One of my first eureka food moments was stumbling upon a recipe for yogurt in a culinary textbook the week before culinary school started. The simple two-ingredient recipe changed my approach to food. I thought, “of course!” when I read it. Of course, I can make my own yogurt. All I need is milk and yogurt. It couldn’t be any more basic
- digital thermometer
- sterilized jar with lid
- heating pad (optional)
- 4 cups whole milk
- 1/4 cup plain yogurt, store bought or reserved from previous batch
- Heat milk in a heavy-bottomed saucepot over medium heat until scalding (just before first boil),and the temperature on a digital thermometer shows 185°F (85°C).
- Remove from heat and let cool until just warm to the touch and temperature reads 110°F (43°C), about 10–15 minutes.
- Once cooled, whisk in yogurt, cover with a lid and place in a warm spot (the inside of an oven with the light left on, on top of a heating pad, or even wrapped in tea towels) for several hours or overnight. The residual heat from the pot helps with the incubation time. Note: fluctuations in kitchen temperatures can influence fermentation time.

Dataset entries
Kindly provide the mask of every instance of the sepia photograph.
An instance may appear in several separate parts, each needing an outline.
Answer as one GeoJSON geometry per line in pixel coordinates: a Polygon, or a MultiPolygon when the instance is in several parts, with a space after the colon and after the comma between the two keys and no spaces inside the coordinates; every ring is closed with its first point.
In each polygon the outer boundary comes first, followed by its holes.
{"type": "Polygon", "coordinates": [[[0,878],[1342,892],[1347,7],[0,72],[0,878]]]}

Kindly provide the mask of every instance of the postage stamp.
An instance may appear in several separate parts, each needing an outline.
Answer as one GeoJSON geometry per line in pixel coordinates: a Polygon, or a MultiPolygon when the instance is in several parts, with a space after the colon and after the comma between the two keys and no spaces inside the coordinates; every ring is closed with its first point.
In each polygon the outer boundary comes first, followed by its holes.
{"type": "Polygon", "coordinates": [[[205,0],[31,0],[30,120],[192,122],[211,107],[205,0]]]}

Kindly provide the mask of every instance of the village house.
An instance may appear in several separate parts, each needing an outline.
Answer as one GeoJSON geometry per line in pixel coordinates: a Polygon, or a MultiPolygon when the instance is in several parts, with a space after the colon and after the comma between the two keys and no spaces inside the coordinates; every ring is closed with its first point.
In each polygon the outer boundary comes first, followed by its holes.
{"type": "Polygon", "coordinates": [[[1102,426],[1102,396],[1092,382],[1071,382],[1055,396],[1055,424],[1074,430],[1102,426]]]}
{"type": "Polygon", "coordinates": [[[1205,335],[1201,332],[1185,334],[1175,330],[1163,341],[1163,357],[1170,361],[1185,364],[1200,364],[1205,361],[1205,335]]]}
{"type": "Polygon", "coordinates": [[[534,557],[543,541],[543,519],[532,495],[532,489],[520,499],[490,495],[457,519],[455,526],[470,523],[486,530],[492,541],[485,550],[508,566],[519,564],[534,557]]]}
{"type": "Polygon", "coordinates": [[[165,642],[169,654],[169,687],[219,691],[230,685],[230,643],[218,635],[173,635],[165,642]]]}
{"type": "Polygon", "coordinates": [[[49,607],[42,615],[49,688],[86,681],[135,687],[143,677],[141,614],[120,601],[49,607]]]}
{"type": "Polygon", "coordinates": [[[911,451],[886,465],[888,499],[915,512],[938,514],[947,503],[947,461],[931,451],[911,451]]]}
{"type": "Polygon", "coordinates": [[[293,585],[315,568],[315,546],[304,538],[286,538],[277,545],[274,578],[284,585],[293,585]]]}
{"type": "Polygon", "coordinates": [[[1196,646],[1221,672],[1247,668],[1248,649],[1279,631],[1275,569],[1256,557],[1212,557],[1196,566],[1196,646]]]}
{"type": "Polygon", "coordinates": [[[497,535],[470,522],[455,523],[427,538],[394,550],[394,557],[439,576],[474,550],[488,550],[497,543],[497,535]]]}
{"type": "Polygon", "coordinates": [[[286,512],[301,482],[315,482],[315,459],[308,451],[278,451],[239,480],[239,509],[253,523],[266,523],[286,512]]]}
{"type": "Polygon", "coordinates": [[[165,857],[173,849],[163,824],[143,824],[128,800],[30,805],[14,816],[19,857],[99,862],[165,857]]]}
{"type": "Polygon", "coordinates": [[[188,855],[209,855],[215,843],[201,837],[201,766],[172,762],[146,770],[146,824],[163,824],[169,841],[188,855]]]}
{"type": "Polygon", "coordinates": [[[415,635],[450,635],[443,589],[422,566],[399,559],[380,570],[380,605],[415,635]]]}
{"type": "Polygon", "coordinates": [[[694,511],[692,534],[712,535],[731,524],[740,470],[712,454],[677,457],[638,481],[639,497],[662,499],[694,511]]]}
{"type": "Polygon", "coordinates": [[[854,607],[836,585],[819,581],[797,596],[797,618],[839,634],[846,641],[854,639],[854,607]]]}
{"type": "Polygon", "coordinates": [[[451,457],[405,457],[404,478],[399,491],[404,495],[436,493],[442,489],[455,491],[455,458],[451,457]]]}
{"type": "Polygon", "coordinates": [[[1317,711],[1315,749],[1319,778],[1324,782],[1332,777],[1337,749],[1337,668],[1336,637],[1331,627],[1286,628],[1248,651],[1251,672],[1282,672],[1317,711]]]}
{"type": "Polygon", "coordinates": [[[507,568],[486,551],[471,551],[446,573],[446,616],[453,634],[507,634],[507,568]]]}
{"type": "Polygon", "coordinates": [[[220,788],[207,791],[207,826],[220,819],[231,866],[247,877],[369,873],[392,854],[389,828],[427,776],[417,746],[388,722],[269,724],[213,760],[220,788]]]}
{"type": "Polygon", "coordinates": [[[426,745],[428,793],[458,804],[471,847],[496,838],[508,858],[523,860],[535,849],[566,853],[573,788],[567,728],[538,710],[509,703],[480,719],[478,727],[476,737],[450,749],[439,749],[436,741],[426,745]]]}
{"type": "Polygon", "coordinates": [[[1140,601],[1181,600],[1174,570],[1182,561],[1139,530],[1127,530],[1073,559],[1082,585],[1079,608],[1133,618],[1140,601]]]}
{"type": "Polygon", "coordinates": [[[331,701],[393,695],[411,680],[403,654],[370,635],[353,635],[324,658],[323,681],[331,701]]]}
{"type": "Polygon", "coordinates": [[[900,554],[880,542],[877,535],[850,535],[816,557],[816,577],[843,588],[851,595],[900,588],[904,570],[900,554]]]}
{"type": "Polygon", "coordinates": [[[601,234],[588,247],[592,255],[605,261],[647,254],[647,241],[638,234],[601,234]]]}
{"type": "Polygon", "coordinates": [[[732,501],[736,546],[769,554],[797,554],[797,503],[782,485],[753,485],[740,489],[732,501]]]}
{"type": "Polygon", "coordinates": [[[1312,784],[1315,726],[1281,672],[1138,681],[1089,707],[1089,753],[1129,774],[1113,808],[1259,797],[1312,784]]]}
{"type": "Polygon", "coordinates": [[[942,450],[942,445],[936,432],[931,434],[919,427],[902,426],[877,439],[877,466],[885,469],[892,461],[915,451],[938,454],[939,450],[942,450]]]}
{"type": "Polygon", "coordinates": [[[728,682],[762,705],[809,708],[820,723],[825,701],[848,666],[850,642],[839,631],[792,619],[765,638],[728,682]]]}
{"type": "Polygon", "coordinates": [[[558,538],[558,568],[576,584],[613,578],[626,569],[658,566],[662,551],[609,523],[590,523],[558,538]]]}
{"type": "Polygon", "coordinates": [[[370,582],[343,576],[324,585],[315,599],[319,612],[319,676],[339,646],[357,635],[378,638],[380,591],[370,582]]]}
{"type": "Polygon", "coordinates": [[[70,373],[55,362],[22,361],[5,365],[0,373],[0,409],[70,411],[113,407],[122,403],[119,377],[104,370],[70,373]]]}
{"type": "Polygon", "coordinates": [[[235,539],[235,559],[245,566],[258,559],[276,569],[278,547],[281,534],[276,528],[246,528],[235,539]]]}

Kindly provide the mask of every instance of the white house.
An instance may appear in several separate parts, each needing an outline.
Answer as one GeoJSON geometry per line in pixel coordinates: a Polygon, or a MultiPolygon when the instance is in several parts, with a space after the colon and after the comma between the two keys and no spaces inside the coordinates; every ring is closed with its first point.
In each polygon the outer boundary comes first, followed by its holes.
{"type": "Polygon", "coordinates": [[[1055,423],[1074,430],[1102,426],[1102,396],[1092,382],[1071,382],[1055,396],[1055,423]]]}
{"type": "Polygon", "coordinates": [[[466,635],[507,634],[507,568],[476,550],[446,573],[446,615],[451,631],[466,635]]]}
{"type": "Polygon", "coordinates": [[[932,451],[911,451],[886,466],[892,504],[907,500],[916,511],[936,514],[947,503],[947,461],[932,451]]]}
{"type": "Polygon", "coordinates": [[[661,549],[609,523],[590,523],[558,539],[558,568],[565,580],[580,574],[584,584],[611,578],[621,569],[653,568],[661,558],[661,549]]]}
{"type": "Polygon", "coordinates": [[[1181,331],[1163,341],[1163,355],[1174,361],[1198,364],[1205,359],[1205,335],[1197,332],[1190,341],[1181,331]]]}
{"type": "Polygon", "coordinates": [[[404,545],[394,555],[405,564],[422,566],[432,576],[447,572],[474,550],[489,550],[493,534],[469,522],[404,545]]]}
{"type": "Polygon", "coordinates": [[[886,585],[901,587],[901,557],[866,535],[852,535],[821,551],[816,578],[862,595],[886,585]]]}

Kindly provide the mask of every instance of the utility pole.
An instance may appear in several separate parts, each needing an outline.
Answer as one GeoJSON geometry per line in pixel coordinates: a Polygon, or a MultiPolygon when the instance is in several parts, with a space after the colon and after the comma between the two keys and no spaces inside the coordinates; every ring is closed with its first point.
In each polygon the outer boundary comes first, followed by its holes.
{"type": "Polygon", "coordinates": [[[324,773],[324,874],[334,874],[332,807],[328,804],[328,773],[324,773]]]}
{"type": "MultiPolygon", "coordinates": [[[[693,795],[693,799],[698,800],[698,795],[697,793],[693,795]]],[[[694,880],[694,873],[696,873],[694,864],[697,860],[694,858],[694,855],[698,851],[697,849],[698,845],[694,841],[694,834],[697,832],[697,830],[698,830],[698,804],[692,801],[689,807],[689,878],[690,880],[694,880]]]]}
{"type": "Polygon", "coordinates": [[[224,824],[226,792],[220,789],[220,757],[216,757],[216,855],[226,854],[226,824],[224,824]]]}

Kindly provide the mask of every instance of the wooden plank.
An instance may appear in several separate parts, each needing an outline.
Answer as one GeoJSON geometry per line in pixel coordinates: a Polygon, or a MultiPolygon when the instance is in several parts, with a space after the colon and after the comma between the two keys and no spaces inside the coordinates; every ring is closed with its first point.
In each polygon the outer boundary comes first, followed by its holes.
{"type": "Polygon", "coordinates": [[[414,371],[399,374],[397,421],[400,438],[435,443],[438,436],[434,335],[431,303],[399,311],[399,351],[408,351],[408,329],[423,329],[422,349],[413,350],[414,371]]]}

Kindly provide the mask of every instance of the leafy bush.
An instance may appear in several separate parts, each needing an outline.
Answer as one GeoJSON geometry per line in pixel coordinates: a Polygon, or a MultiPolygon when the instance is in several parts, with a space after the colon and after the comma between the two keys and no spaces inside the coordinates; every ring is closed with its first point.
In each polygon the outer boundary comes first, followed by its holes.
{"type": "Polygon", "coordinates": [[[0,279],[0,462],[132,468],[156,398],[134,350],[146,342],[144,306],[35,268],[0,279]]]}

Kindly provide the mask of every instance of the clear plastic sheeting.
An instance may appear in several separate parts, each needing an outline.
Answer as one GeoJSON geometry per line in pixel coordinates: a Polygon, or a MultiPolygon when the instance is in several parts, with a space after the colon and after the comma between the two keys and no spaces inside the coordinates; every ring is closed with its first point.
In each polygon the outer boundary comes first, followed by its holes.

— What the task requires —
How might the homemade yogurt recipe go on after its final step? Write the continuation.

— Response to this task —
- Once thickened, stir and store in a clean glass jar in the fridge for up to 2 weeks, making sure to reserve 1⁄4 cup (60 mL) of this homemade yogurt for the next batch. Making yogurt at home, you will notice that it may not be as thick as store bought and also milder in flavour at first. The flavour will develop with each batch you make.
- When buying store-bought yogurt for your first batch, choose a plain yogurt with many types of bacterial cultures listed in its ingredients. The more variety of cultures the better.
- Yes, you can make yogurt using low-fat milk. However, the more fat, the thicker and creamier the yogurt.
- I have accidentally forgotten that I have milk cooling, and yes, added the yogurt to the milk after it has fallen below 100°F (40°C). Oops. All this may do is prolong the incubation time.
- Want Greek yogurt? Drain yogurt in a cheesecloth- lined strainer fit over a bowl overnight in your fridge. This strains off its liquid whey.